Instructions for the task> Transcribe all of the data exactly, leaving nothing out.
# # #
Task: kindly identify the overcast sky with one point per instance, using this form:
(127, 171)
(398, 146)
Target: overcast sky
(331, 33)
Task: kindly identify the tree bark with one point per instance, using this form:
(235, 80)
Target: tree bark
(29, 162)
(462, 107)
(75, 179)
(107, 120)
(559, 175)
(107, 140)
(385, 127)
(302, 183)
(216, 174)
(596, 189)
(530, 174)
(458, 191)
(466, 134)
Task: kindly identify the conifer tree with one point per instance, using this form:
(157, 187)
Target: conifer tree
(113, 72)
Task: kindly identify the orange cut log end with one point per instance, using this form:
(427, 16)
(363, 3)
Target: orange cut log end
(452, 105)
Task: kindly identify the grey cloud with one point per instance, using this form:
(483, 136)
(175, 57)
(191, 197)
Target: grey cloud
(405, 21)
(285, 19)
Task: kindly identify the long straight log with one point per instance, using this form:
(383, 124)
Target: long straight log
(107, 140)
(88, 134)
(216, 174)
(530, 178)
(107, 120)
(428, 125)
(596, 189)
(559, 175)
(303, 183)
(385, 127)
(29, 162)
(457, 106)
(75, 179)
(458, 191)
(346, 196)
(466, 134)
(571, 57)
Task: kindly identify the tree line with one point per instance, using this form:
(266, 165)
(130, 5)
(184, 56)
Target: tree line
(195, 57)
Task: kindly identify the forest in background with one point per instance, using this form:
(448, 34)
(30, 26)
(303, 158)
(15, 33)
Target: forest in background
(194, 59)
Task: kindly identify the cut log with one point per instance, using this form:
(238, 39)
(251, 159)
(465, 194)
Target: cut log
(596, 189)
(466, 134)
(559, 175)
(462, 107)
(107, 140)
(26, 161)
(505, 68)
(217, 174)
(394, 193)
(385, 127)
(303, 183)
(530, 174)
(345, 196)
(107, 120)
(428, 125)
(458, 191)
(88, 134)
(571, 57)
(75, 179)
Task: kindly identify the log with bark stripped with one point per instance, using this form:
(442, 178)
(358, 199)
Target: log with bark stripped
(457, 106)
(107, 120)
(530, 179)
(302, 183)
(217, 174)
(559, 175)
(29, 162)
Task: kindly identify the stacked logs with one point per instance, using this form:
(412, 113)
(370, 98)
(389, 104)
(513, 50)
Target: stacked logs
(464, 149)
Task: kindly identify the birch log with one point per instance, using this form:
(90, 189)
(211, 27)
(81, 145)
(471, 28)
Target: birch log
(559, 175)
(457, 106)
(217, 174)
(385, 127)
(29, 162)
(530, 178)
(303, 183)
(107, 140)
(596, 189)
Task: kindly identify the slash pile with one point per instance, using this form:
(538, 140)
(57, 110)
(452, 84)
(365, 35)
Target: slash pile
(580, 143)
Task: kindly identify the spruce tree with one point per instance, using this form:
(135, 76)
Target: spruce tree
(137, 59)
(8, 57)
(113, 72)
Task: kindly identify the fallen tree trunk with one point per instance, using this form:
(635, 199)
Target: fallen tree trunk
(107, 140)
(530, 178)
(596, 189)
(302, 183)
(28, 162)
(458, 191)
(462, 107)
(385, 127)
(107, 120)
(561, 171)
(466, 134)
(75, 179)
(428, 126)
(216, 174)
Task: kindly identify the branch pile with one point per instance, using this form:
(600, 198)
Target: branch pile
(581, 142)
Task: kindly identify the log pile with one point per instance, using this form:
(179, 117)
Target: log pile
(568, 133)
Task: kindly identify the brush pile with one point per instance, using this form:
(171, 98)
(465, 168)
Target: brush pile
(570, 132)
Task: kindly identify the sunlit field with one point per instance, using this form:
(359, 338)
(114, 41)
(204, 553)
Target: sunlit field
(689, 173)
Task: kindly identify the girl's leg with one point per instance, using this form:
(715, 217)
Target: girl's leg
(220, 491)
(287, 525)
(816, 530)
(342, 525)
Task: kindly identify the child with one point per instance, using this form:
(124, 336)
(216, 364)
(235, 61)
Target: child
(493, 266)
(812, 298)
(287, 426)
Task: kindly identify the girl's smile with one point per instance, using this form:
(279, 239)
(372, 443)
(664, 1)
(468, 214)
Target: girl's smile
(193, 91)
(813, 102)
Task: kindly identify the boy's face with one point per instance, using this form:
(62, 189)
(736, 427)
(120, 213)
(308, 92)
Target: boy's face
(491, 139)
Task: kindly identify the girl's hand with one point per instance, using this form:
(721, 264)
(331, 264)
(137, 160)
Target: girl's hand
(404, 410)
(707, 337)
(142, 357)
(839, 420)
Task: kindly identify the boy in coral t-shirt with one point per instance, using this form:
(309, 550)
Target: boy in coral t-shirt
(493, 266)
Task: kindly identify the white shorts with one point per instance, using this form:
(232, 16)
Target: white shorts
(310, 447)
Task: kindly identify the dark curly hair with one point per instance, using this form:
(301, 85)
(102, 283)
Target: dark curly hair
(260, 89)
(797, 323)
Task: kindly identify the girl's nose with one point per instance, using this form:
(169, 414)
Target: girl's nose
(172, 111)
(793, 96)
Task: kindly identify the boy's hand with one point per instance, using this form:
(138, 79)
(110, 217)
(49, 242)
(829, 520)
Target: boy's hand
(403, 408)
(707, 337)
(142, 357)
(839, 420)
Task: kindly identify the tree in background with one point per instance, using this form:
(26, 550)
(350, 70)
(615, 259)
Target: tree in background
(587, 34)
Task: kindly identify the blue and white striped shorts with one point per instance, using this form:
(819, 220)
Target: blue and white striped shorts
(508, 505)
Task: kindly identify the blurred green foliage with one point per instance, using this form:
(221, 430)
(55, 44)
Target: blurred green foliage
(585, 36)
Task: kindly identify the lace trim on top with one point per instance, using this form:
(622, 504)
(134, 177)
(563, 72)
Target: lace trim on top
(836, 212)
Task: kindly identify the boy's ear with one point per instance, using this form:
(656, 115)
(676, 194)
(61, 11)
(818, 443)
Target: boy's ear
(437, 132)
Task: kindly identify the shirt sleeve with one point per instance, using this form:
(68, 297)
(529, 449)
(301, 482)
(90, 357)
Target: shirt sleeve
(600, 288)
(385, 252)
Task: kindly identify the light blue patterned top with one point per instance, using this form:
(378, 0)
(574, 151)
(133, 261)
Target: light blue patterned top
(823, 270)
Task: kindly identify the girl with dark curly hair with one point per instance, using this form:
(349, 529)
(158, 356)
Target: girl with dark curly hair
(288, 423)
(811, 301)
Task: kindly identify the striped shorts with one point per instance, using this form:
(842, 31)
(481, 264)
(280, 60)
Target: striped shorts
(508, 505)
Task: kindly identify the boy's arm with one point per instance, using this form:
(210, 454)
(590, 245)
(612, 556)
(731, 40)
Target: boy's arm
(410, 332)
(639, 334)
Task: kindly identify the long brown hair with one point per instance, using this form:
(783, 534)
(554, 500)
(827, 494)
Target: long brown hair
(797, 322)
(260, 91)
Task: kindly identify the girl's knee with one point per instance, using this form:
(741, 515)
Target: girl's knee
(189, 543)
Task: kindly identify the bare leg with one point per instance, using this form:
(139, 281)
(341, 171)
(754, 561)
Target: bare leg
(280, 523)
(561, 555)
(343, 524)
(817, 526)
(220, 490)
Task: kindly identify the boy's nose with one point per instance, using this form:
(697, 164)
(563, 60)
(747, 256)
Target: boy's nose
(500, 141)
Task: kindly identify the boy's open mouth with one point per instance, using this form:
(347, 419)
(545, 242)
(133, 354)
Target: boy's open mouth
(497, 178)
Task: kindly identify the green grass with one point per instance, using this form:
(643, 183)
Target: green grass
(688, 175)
# # #
Reply to the task>
Task: kindly identify the overcast sky with one point per instance, using this form:
(127, 171)
(398, 146)
Target: overcast sky
(331, 33)
Task: kindly identify the tree bark with one point per instance, using this form:
(235, 80)
Target: tree bark
(29, 162)
(462, 107)
(75, 179)
(107, 120)
(559, 175)
(107, 140)
(385, 127)
(302, 183)
(216, 174)
(596, 189)
(530, 174)
(458, 191)
(466, 134)
Task: kindly identify the conifer tree with one point per instance, using this form:
(157, 187)
Target: conifer tree
(113, 72)
Task: kindly identify the orange cut log end with one point per instance, using this form:
(427, 16)
(363, 3)
Target: orange cut log end
(452, 105)
Task: kindly identify the grey cloud with one point per instance, using this form:
(483, 136)
(175, 57)
(191, 197)
Target: grey cloud
(405, 21)
(285, 19)
Task: kindly identify the long straight log with one point per instance, using this form:
(383, 124)
Target: long straight log
(107, 140)
(88, 134)
(216, 174)
(530, 178)
(107, 120)
(428, 125)
(596, 189)
(559, 175)
(303, 183)
(385, 127)
(29, 162)
(457, 106)
(75, 179)
(458, 191)
(346, 196)
(466, 134)
(571, 57)
Task: kindly identify the tree line with one point per instance, using this form:
(266, 165)
(130, 5)
(184, 56)
Target: tree line
(195, 57)
Task: kindly identify the forest in background with one point per instance, using this form:
(448, 34)
(30, 26)
(303, 158)
(15, 33)
Target: forest in background
(194, 59)
Task: kindly identify the cut log with one point per instance, using this form:
(238, 39)
(251, 159)
(465, 194)
Target: cut log
(596, 189)
(466, 134)
(559, 175)
(462, 107)
(107, 140)
(26, 161)
(505, 68)
(217, 174)
(394, 193)
(385, 127)
(303, 183)
(530, 174)
(345, 196)
(107, 120)
(428, 125)
(458, 191)
(88, 134)
(571, 57)
(75, 179)
Task: kindly identify the log with bark stripped with one point per instance, using this form:
(442, 178)
(358, 199)
Target: log with bark stripped
(457, 106)
(107, 120)
(530, 179)
(302, 183)
(217, 174)
(559, 175)
(29, 162)
Task: kindly identify the stacked logs with one point per instance, using this form:
(412, 113)
(370, 98)
(389, 104)
(513, 50)
Target: stacked logs
(464, 149)
Task: kindly identify the birch log with one point per instance, using this form:
(90, 189)
(211, 27)
(81, 145)
(471, 28)
Target: birch log
(559, 175)
(457, 106)
(217, 174)
(385, 127)
(29, 162)
(530, 178)
(303, 183)
(107, 140)
(596, 189)
Task: kindly identify the slash pile with one point per instance, using this form:
(538, 140)
(57, 110)
(452, 84)
(365, 35)
Target: slash pile
(580, 143)
Task: kindly identify the spruce tree with one point per instance, using this form:
(135, 76)
Target: spruce tree
(137, 59)
(8, 57)
(113, 72)
Task: kindly identify the fallen tree trunk with one point per instance, using this form:
(635, 199)
Target: fallen tree trunk
(107, 140)
(530, 178)
(596, 189)
(302, 183)
(28, 162)
(458, 191)
(462, 107)
(385, 127)
(107, 120)
(561, 171)
(466, 134)
(75, 179)
(428, 126)
(216, 174)
Task: kindly identify the branch pile with one point per instance, using this form:
(600, 198)
Target: branch pile
(581, 142)
Task: kindly identify the log pile with one point per instance, using this form:
(179, 117)
Target: log pile
(568, 133)
Task: kindly identify the brush pile with one point per instance, using this form:
(171, 98)
(465, 168)
Target: brush pile
(570, 132)
Task: kindly identify the sunlit field with one point per instance, using this form:
(359, 338)
(114, 41)
(204, 553)
Target: sunlit field
(689, 173)
Task: kindly identify the girl's leg with one point per instance, using this form:
(715, 217)
Target: girl's leg
(220, 491)
(287, 525)
(816, 530)
(342, 525)
Task: kindly identify the child with one point per instance, using this form:
(124, 336)
(216, 364)
(235, 61)
Target: child
(493, 266)
(812, 298)
(287, 426)
Task: kindly identify the girl's smile with one point per instance, using this form:
(279, 239)
(372, 443)
(664, 1)
(468, 214)
Target: girl's smile
(193, 91)
(813, 102)
Task: kindly identify the boy's face with one point per instance, using this form:
(62, 189)
(736, 427)
(120, 213)
(308, 92)
Target: boy's face
(491, 139)
Task: kindly identify the girl's hand with one point per instance, using this form:
(721, 264)
(331, 264)
(137, 160)
Target: girl's hand
(404, 410)
(707, 337)
(142, 357)
(839, 420)
Task: kindly identify the boy in coral t-shirt with one point per instance, using this form:
(309, 550)
Target: boy in coral t-shirt
(493, 266)
Task: kindly identify the white shorts with one point per instance, using this form:
(232, 16)
Target: white shorts
(310, 447)
Task: kindly identify the dark curly hair with one point per instance, using this form:
(301, 85)
(102, 283)
Target: dark curly hair
(260, 89)
(797, 323)
Task: kindly identify the girl's nose with one point per instance, using this form:
(169, 414)
Target: girl's nose
(172, 111)
(793, 96)
Task: kindly identify the boy's hand with one point per instance, using this form:
(138, 79)
(110, 217)
(49, 242)
(829, 520)
Target: boy's hand
(403, 408)
(707, 337)
(142, 357)
(839, 420)
Task: kindly identify the tree in background with one point per instance, using this form:
(26, 550)
(350, 70)
(615, 259)
Target: tree in background
(587, 34)
Task: kindly identify the blue and white striped shorts with one point per instance, using this form:
(819, 220)
Target: blue and white striped shorts
(508, 505)
Task: kindly identify the blurred green foliage with one point per instance, using this form:
(221, 430)
(55, 44)
Target: blurred green foliage
(585, 36)
Task: kindly identify the lace trim on top with one point per instance, using this form:
(622, 504)
(134, 177)
(563, 72)
Target: lace trim on top
(836, 212)
Task: kindly identify the boy's ear with one point per instance, using this form:
(656, 115)
(676, 194)
(61, 11)
(818, 443)
Target: boy's ear
(437, 132)
Task: kindly identify the shirt sleeve with one point per instance, using this form:
(68, 297)
(529, 449)
(301, 482)
(90, 357)
Target: shirt sleeve
(600, 288)
(385, 252)
Task: kindly identify the light blue patterned top with one point per instance, using this form:
(378, 0)
(574, 151)
(133, 261)
Target: light blue patterned top
(823, 270)
Task: kindly identify the girl with dark curly hair with one point per instance, using this form:
(349, 529)
(158, 356)
Target: girl with dark curly hair
(288, 423)
(811, 301)
Task: kindly identify the striped shorts with one point per instance, using this form:
(842, 31)
(481, 264)
(280, 60)
Target: striped shorts
(508, 505)
Task: kindly identify the boy's arm with one point per instance, using this form:
(210, 454)
(590, 245)
(612, 556)
(731, 40)
Target: boy's arm
(410, 332)
(639, 334)
Task: kindly identify the long brown hair with one point per instance, using this form:
(783, 534)
(554, 500)
(827, 494)
Target: long brown hair
(797, 322)
(260, 91)
Task: kindly identify the girl's knee with one point per instance, using this form:
(741, 515)
Target: girl's knee
(189, 543)
Task: kindly identify the bare leg with one point per instance, using this form:
(139, 281)
(341, 171)
(754, 561)
Target: bare leg
(280, 523)
(561, 555)
(343, 524)
(817, 526)
(220, 490)
Task: kindly identify the boy's nose with one point per instance, using this form:
(697, 164)
(563, 60)
(747, 256)
Target: boy's nose
(500, 141)
Task: kindly identify the boy's open mouth with one point per instance, using this form:
(347, 419)
(545, 242)
(133, 354)
Target: boy's open mouth
(497, 178)
Task: kindly identify the green grass with one point per instance, using this form:
(643, 183)
Target: green grass
(688, 175)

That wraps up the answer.